▶ TASK TO COMPLETE
Take the line that contains "the dark foreground" as the first line and the last line of the records as the end. Please set down everything in that range exactly.

Start of EXERCISE MATERIAL

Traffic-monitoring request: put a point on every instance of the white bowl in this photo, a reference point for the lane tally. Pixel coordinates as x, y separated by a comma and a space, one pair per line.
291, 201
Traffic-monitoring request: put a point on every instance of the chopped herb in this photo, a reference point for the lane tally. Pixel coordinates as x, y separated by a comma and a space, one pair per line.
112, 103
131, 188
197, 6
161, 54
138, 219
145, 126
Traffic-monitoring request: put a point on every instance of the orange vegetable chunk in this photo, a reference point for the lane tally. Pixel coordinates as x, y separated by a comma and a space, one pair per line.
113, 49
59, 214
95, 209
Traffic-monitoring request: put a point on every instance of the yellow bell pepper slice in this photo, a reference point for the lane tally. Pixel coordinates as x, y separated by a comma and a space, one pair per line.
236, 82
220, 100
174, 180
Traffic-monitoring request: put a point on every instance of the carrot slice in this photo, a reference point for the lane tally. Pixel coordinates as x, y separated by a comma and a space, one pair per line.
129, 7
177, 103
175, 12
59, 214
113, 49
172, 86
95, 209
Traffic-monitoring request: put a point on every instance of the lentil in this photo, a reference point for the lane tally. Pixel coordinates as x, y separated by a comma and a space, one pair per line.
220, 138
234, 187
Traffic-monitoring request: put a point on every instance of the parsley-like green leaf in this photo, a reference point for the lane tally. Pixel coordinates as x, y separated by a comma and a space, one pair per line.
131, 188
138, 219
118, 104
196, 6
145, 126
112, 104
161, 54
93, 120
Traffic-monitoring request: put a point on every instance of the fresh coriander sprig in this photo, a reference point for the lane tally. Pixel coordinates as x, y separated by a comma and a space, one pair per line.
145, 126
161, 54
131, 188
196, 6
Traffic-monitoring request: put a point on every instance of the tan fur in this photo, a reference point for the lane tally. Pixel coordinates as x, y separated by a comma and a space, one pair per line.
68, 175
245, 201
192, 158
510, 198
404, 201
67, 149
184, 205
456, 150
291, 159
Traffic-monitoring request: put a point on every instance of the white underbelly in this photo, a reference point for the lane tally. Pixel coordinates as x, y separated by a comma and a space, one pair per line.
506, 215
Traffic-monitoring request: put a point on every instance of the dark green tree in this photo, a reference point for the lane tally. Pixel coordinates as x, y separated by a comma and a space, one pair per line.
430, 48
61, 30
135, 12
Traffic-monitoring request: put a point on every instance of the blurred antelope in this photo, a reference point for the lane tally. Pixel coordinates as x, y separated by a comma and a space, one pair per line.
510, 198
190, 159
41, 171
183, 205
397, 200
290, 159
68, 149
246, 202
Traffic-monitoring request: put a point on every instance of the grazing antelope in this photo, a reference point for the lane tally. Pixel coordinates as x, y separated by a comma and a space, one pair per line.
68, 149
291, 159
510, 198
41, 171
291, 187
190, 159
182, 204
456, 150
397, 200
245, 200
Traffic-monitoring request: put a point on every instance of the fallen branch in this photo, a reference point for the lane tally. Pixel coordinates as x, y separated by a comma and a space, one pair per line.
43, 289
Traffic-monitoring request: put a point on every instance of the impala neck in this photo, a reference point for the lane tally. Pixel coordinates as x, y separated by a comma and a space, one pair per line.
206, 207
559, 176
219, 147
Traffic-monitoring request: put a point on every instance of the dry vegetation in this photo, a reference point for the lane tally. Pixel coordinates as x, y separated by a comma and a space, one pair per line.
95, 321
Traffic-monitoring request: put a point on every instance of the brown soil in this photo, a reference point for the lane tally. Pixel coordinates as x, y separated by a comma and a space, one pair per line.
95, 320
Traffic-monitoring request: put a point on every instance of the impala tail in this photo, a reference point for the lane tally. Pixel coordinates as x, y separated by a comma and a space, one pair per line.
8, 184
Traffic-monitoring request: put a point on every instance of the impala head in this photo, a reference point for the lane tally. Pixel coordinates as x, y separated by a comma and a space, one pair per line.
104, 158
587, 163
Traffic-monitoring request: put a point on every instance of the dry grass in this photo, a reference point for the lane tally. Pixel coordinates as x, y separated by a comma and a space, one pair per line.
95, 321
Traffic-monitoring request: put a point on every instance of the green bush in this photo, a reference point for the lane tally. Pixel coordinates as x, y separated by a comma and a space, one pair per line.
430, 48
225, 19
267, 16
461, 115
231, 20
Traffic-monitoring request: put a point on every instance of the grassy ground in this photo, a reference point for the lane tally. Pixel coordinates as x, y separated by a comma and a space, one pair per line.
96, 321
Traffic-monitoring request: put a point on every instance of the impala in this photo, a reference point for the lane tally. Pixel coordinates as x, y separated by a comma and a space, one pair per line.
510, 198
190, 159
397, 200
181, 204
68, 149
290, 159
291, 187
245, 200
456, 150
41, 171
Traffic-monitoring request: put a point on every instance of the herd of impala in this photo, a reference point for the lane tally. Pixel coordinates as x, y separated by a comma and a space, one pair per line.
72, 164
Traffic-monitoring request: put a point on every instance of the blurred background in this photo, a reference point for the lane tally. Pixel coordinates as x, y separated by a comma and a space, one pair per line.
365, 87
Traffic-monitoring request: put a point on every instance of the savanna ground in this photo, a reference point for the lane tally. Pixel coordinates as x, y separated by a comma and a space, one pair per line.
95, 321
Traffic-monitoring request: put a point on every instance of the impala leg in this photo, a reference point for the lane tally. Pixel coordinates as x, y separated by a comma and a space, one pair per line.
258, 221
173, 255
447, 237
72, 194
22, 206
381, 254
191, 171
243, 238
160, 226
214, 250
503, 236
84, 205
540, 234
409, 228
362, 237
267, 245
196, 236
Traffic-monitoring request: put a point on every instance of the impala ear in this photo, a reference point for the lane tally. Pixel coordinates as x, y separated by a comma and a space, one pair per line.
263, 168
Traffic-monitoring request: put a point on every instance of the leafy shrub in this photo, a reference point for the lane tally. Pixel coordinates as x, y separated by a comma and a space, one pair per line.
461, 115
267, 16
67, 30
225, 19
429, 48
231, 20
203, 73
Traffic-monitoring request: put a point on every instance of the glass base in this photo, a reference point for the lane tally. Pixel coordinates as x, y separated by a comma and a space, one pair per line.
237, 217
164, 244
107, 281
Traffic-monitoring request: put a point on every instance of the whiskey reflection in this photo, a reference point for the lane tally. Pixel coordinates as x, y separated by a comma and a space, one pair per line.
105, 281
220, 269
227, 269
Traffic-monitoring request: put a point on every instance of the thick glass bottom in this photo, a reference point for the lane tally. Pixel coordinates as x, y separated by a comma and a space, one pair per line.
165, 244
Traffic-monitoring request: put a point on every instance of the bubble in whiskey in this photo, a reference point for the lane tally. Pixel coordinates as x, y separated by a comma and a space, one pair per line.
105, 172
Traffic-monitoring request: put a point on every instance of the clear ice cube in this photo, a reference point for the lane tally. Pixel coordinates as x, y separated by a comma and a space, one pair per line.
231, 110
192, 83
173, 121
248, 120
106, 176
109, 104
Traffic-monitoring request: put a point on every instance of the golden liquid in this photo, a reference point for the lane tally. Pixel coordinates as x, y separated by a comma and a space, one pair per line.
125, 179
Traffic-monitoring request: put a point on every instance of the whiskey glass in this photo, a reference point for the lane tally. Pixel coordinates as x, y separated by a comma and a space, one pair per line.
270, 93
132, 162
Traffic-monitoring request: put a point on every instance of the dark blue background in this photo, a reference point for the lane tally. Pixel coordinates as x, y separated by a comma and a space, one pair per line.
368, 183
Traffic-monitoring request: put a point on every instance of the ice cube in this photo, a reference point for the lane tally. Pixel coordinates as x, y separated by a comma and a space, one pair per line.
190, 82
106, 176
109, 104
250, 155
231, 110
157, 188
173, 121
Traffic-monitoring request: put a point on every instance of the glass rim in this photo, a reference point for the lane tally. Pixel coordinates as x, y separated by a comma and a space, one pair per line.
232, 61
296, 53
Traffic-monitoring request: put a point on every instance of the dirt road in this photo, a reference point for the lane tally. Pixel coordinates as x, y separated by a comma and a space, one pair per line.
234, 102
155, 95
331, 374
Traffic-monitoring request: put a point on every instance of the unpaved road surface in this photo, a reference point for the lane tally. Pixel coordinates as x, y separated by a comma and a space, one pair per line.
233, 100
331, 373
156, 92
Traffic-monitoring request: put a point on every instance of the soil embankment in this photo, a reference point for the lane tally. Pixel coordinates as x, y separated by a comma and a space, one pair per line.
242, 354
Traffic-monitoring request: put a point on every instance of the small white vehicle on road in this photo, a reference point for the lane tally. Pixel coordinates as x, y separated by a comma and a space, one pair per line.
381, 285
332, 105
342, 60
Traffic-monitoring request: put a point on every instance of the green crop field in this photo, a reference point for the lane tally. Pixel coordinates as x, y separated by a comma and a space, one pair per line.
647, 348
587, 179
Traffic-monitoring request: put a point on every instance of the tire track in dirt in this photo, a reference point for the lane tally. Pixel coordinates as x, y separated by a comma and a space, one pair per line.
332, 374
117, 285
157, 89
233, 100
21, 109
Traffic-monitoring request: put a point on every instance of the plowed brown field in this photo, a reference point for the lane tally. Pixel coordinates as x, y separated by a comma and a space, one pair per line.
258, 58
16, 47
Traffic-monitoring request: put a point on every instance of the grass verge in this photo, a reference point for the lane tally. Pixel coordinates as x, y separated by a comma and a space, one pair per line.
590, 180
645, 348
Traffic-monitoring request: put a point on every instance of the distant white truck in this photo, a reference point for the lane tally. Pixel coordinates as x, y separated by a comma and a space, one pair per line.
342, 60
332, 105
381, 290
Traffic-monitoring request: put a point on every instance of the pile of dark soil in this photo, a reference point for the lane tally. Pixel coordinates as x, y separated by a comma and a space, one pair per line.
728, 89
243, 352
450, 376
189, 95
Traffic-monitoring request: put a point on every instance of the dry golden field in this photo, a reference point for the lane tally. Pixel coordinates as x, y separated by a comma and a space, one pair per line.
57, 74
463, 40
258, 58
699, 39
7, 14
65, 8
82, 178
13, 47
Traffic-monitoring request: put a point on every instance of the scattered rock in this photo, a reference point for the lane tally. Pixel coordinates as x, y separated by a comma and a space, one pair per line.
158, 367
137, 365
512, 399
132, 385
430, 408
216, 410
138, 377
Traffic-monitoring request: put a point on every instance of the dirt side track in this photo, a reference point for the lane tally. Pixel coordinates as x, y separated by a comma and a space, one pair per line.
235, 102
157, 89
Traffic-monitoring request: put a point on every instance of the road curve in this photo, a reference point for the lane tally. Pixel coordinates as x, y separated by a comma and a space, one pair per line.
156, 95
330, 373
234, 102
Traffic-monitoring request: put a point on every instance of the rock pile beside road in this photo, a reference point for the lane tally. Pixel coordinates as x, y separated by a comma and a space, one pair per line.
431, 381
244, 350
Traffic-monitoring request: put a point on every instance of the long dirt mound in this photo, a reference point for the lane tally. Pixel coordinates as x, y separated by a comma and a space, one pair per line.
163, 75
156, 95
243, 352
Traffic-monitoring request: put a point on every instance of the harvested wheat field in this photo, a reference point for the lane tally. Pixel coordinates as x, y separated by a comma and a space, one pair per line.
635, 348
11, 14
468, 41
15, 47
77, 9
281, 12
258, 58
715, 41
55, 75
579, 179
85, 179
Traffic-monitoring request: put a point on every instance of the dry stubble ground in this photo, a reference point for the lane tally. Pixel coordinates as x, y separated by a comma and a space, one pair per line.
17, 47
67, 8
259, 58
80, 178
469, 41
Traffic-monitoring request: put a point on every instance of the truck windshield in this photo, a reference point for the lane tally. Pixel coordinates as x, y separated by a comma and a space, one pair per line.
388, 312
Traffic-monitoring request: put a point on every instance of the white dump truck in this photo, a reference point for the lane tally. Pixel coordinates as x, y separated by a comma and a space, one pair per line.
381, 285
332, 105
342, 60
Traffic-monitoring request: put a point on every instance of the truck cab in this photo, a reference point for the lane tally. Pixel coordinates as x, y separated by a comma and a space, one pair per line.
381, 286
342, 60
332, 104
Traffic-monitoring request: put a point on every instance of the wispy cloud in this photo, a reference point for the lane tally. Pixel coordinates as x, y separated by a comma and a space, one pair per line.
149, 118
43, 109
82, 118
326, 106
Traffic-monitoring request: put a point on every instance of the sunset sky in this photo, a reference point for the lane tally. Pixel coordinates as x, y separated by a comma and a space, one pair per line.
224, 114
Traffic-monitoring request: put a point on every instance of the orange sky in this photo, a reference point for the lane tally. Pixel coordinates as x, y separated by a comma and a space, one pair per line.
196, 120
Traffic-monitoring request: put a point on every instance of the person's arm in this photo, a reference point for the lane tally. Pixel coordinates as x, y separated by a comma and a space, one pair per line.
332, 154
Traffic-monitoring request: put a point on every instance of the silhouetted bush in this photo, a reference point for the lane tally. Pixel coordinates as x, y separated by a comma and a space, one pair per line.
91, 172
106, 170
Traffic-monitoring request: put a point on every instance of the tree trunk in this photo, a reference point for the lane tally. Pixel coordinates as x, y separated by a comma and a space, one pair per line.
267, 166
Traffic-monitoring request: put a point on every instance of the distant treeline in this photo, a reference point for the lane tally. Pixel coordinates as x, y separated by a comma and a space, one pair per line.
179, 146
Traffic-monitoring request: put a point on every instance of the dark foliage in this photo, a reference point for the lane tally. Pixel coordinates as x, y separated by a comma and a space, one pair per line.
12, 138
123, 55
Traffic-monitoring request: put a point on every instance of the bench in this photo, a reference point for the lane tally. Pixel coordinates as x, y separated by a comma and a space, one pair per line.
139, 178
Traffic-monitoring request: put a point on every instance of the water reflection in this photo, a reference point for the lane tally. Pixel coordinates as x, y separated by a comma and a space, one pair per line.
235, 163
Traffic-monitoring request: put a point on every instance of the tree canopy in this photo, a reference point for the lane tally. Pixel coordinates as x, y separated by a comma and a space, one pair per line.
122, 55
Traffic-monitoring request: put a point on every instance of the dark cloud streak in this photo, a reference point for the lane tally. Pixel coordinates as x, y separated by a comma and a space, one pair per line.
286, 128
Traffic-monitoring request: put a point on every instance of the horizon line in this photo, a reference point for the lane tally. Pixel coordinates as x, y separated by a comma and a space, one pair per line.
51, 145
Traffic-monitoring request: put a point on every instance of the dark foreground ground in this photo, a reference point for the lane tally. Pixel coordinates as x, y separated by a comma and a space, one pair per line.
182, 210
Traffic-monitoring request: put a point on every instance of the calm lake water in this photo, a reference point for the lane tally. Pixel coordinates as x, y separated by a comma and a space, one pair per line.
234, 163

End of EXERCISE MATERIAL

▶ REPLY
Traffic-monitoring request: put a point on every instance of the dark foreground ground in this photo, a reference point for the lane tally. Pixel coordinates as x, y separated by a comma and a space, one pair per line.
182, 210
Traffic-monitoring request: put a point on every instance of the calm lake water in this photo, a reference point for the lane tally. Pixel coordinates as x, y separated by a comma and a space, one pair per line.
234, 163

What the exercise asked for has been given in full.